-- Passage given --
Begin

Regarding function \(\ell \), taking into account that \(\ell (\chi )=[m^2_1(\chi )+m_2^2(\chi )]^{1/2}\), a consistent estimator for this function is straightforwardly obtained replacing in this equation \(m_j\) by the Nadaraya–Watson estimators \({\hat{m}}_{j,h}\), \(j=1,2\), defined in (12).

5 Simulation study

In this section, the regression estimator proposed in (11) is analyzed numerically by simulation, considering different scenarios and model (1). For each scenario, 500 samples of size n (\(n=50, 100, 200\) and 400) are generated using the following regression functions:

$$\begin{aligned} \text {r1: } m(\mathcal {X})= & {} \textrm{atan2}(0.5+\textstyle \int ^{\mathbb {I}}_0\mathcal {X}(t)dt,\textstyle \int ^{\mathbb {I}}_0\mathcal {X}(t)dt),\\ \text {r2: } m(\mathcal {X})= & {} \textrm{acos}(-0.3\textstyle \int ^{\mathbb {I}}_0\mathcal {X}(t)dt)+3/2\textrm{acos}(0.4\textstyle \int ^{\mathbb {I}}_0\mathcal {X}(t)dt), \end{aligned}$$

where the random curves are simulated from

$$\begin{aligned} \mathcal {X}(t)=30U(1-t)t^{1+U}, \quad t\in [0,1], \end{aligned}$$
(17)

being U a uniformly distributed variable on [0, 1] , and the circular errors \(\varepsilon \) in (1) are drawn from a von Mises distribution \(vM(0,\kappa )\), with different concentrations (\(\kappa =5, 10\) and 15).

As an illustration, Fig. 2 shows two realizations of simulated data of size \(n=100\) (model with regression function r1 in top row and model with regression function r2 in bottom row). Left plots display the circular regression functions evaluated in the curves generated from (17). Central panels present the random errors drawn from a von Mises distribution with zero mean direction and concentration \(\kappa =5\) (for model with regression function r1) and \(\kappa =15\) (for model with regression function r2). It can be seen that the errors in the top row, corresponding to \(\kappa =5\), present more variability than the ones generated with \(\kappa =15\). Right panels show the values of the response variables, obtained adding the mean values in the left panels and the circular errors in the central panels.

End

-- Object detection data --
Begin

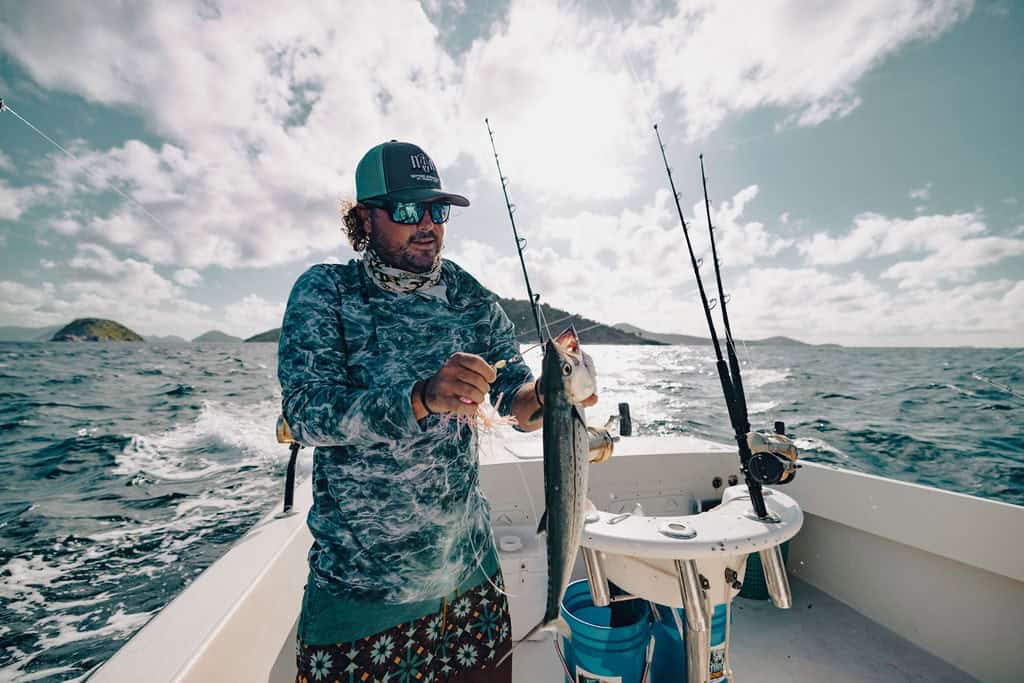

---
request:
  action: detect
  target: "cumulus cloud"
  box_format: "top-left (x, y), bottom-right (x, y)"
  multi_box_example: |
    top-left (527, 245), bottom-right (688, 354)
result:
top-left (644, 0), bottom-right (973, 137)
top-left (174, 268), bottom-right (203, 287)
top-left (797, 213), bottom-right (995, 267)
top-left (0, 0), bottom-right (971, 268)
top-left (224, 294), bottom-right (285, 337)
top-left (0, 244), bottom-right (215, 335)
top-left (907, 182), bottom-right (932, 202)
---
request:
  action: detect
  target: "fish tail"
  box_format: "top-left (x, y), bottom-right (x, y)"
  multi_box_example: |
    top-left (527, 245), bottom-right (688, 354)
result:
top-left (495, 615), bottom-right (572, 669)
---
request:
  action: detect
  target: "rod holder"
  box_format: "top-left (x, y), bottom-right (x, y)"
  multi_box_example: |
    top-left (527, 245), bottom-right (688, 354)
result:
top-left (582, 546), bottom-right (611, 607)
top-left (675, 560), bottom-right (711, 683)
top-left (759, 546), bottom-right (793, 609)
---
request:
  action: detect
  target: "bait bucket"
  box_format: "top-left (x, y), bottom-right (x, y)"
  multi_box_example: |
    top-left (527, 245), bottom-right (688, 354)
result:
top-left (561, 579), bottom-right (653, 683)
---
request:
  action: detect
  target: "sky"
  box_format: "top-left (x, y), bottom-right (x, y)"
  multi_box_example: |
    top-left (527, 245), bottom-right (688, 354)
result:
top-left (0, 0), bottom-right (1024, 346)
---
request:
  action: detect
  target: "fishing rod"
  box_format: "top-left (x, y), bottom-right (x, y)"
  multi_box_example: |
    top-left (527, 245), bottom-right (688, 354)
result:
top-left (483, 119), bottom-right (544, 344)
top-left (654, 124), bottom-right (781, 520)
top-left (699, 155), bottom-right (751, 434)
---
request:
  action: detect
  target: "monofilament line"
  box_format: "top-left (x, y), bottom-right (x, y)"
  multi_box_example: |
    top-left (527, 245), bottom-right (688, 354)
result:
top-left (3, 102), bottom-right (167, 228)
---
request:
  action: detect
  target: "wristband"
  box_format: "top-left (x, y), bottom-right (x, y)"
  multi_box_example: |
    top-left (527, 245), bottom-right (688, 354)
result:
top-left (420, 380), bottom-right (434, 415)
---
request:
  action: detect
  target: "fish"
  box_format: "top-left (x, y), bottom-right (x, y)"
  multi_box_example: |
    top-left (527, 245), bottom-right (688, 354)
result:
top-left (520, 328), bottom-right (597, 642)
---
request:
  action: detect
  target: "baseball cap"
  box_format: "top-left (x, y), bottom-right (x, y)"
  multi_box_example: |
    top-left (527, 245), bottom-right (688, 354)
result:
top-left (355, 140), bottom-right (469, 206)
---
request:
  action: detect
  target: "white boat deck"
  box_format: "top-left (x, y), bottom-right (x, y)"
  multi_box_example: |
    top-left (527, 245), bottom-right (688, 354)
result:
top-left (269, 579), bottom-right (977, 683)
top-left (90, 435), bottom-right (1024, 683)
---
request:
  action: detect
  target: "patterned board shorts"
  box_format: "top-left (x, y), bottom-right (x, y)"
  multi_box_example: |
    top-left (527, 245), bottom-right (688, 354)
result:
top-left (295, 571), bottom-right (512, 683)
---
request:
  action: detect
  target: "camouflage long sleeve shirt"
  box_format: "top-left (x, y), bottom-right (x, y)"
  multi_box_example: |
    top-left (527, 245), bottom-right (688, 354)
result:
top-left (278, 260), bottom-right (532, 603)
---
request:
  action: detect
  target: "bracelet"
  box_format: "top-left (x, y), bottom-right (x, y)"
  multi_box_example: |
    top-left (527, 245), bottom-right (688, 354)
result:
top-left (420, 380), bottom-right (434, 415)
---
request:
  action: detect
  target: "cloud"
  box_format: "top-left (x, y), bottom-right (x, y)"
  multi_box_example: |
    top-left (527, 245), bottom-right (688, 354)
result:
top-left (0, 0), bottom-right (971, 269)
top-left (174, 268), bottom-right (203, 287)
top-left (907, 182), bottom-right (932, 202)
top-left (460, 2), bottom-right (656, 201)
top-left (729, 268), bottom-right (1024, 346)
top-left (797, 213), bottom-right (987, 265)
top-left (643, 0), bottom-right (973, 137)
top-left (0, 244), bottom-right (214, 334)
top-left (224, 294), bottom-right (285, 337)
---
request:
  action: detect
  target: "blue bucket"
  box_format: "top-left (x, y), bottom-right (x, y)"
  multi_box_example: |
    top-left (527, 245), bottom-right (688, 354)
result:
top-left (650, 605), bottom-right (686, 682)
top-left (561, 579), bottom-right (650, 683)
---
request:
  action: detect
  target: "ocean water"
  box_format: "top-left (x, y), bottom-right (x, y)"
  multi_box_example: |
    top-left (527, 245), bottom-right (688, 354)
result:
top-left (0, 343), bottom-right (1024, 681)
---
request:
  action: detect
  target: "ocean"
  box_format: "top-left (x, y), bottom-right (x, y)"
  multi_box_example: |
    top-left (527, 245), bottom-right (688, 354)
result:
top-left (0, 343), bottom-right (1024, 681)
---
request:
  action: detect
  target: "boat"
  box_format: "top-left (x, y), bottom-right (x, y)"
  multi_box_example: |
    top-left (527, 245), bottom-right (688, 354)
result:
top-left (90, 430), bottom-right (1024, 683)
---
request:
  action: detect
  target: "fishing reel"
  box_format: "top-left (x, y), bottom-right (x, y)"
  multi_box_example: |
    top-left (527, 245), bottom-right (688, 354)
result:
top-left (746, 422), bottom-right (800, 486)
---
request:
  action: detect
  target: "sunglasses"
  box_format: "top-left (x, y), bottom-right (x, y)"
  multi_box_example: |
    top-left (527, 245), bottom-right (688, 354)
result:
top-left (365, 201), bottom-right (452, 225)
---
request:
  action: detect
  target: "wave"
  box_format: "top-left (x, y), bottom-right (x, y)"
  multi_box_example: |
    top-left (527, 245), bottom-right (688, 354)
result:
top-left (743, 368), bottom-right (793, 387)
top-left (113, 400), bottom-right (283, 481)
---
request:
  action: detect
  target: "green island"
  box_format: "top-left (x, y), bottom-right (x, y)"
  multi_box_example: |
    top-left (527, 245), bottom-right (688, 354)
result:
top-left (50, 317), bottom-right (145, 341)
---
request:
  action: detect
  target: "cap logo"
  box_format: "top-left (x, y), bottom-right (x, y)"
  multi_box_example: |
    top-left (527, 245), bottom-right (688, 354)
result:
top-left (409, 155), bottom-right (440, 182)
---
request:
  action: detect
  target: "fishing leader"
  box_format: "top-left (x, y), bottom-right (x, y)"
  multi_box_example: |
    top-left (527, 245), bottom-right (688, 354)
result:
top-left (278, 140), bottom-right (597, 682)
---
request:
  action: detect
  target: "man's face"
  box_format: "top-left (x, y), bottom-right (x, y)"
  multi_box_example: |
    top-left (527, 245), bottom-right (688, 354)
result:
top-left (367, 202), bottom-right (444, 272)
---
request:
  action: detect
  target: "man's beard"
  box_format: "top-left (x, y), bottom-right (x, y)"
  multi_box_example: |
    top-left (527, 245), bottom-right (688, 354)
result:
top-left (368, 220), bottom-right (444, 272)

End

-- Exercise requirements --
a: Reproduce, word for word, the part of the simulation study passage from "Regarding function \(\ell" to "defined in (12).".
b: Decide whether each statement agrees with the simulation study passage, and support each yes or no by quoting the deciding words: (i) Five hundred samples are generated for each scenario. (ii) The variable U is normally distributed. (iii) The response values come from adding the mean values to the circular errors.

-- Solution set --
a:
Regarding function \(\ell \), taking into account that \(\ell (\chi )=[m^2_1(\chi )+m_2^2(\chi )]^{1/2}\), a consistent estimator for this function is straightforwardly obtained replacing in this equation \(m_j\) by the Nadaraya–Watson estimators \({\hat{m}}_{j,h}\), \(j=1,2\), defined in (12).

b:
(i) Yes: "For each scenario, 500 samples of size n"
(ii) No: "being U a uniformly distributed variable on [0, 1]"
(iii) Yes: "obtained adding the mean values in the left panels and the circular errors in the central panels"